Meanwhile, the electricity transfer device can be configured to be
operable by a user of the control system via the control system
when the control system is authenticated and when the electricity
transfer device is wirelessly communicating with the control
system. Furthermore, the electricity transfer device and/or the
remote computer system can be configured to provide information to
the user at a control system interface of the control system at the
mobile electronic device when the control system is authenticated
and when the electricity transfer device is wirelessly
communicating with the control system.
[0028] Other embodiments include a method of providing a system.
The method can comprise: providing an electricity transfer device,
where the electricity transfer device can be configured to be
operated by a control system, the control system can be configured
to be run on one or more processors of a mobile electronic device
computer system of a mobile electronic device and storable at one
or more memory storage units of the mobile electronic device
computer system, and the electricity transfer device can comprise a
communication module configured to provide wireless communication
of the electricity transfer device with the control system;
providing a remote computer system located remotely from the
electricity transfer device and the mobile electronic device;
providing an authentication module configured to administer
authentication of the control system such that one of the
electricity transfer device or the remote computer system comprises
the authentication module; configuring the electricity transfer
device to be operable by a user of the control system via the
control system when the control system is authenticated and when
the electricity transfer device is wirelessly communicating with
the control system in either one of an executive mode or a
subordinate mode; and configuring the electricity transfer device
such that the electricity transfer device and/or the remote
computer system is able to provide information to the user at a
control system interface of the control system at the mobile
electronic device when the control system is authenticated and when
the electricity transfer device is wirelessly communicating with
the control system in either one of the executive mode or the
subordinate mode.

● ● ●

CHALLENGE → Carry on the passage about the electricity transfer device, starting right after its last sentence. The listing is separate material and has no connection to the passage on the electricity transfer device.

DATA PROVIDED →

● ● ●

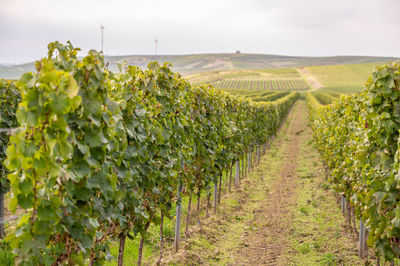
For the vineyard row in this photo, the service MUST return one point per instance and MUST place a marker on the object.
(358, 138)
(99, 156)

● ● ●

TASK ANSWER →
[0029] Turning to the drawings, FIG. 1 illustrates a representative
block diagram of control system 100, according to an embodiment.
Control system 100 can be configured to be run on one or more
processors of mobile electronic device computer system 101 of
mobile electronic device 102 and storable at one or more memory
storage units of mobile electronic device computer system 101.
Control system 100 is merely exemplary and is not limited to the
embodiments presented herein. Control system 100 can be employed in
many different embodiments or examples not specifically depicted or
described herein.
[0030] Control system 100 can be configured to operate and/or can
be implemented as application software of mobile electronic device
computer system 101. Accordingly, in some embodiments, control
system 100 can be bundled with mobile electronic device computer
system 101 or, in other embodiments, can be downloaded from another
computer system (e.g., remote computer system 106). As application
software, control system 100 can be configured to wirelessly
operate electricity transfer device 104 and/or to wirelessly
communicate with remote computer system 106 of a device network
comprising one or more other electricity transfer devices in
addition to electricity transfer device 104. Remote computer system
106 and the device network will be discussed in further detail
below. Mobile electronic device computer system 101 can be similar
or identical to computer system 1200 (FIG. 12), as described below.
Each of the other electricity transfer device(s) can be similar or
identical to electricity transfer device 104.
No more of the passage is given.